• PASSAGE TO READ:
○ ○ ○ ○ ○ ○ ○
November 26, 2012

South Asia: A Day in the Life of a Veterinarian

Helping nomadic people by treating their animals is something that benefits individual families and the community at large.

  • Caring for Livestock

    Helping nomadic people by treating their animals is something that benefits individual families and the community at large.

I was able to accompany a veterinarian and his three-man-team of animal doctors to treat the cattle, sheep, goats, and horses of Nomadic people.

The sometimes dangerous but always interesting work occurs under extreme conditions that will fascinate everyone who spends some time with the four men at work.

The base village, which the doctors access the hut camps from, can only be reached on foot or in a 4x4 jeep that carries the medicine. From here, the nomad camps have to be approached on foot. Usually villages are situated at altitudes of almost 4,000 meters, so the body struggles with oxygen provision if unprepared.

Doubtless the work of treating the animals with de-wormers is an exciting challenge, though. The animals receiving the medical treatment want to be dealt with in an appropriate way that demands knowledge, patience, and intuition. The medicine, which is in liquid form, is usually to be taken up with a big harmless syringe that the doctors then try to stick into the sometimes unwilling animal's mouth so that it can take it in easily. While some individuals don't make a fuss accepting the liquid, others give the men forceful fights. Here is another area of danger: If powerful individuals such as horses or buffalo bulls don't like the medicine or the doctor distributing the medicine, he can easily fall prey to the animal's feet or horns. The doctors often carry evidence of kicks and bites.

In order to prevent emotional outbursts of the cattle or horse and consequential serious injury, the medical people often find a variety of ways to trick the animal. The animals usually accept the medicine if mixed with some flour and made into a piece of dough. If this doesn't work, the doctor can hide the syringe behind a piece of bread, and if the buffalo opens its mouth, the doctor quickly sticks the syringe into the mouth and fires! Horses are sometimes tied together at their feet so that they can't aim for their well doers. Most cows hold still if they are held firmly by their tongue.
○ ○ ○ ○ ○ ○ ○
• RECORDED DATA:
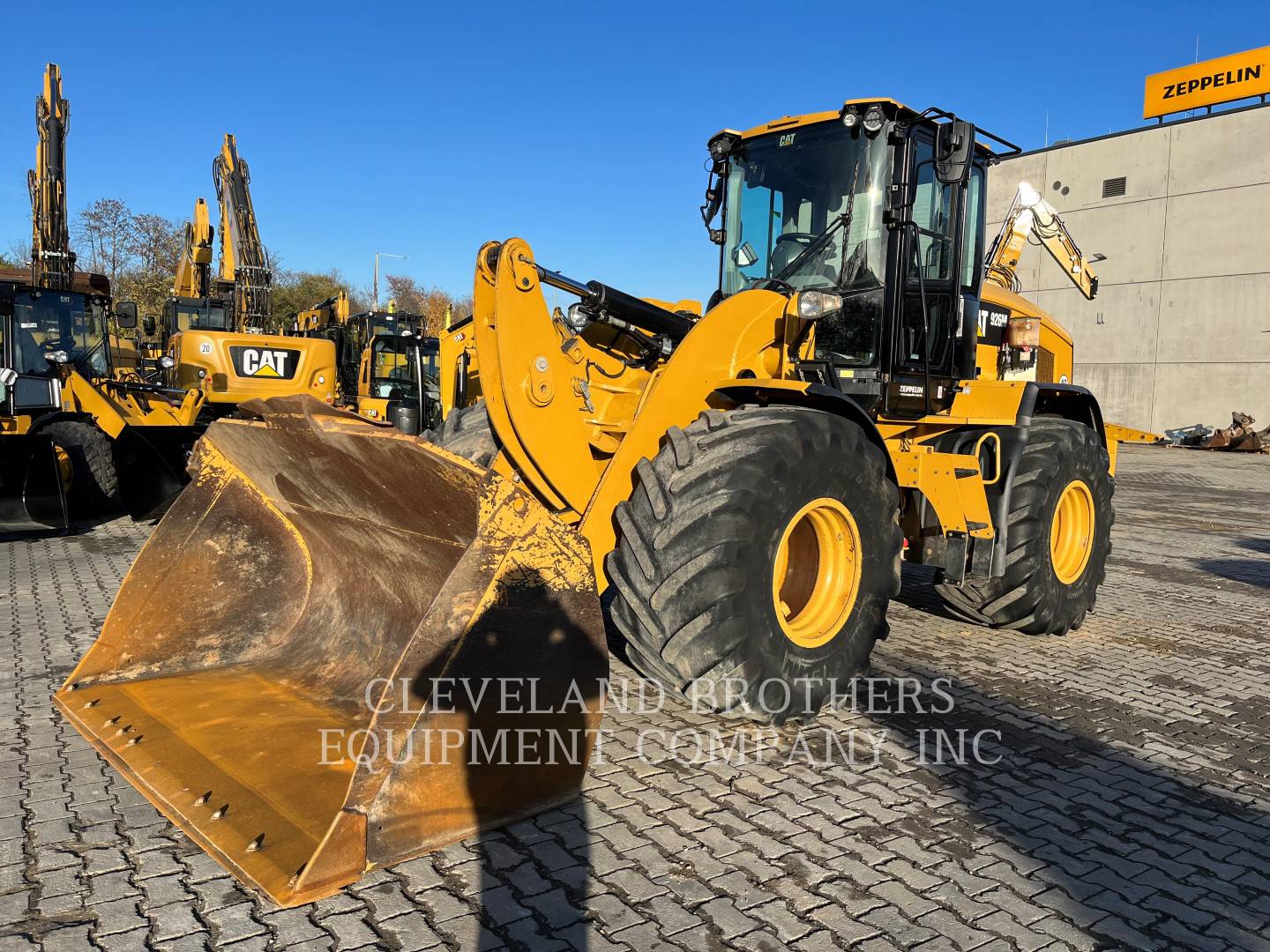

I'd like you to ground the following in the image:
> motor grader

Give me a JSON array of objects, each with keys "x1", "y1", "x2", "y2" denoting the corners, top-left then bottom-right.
○ ○ ○ ○ ○ ○ ○
• PROBLEMS TO WORK ON:
A: Translate this sentence from the veterinarian passage into Spanish: "Most cows hold still if they are held firmly by their tongue."
B: Answer these questions from the veterinarian passage.
(i) At about what altitude are the villages usually situated?
(ii) In what form is the medicine?
(iii) What is sometimes done to horses so they can't aim at the doctors?

• RESULTS IN ORDER:
A: La mayoría de las vacas se quedan quietas si se las sujeta firmemente por la lengua.

B:
(i) Almost 4,000 meters.
(ii) Liquid form.
(iii) They are tied together at their feet.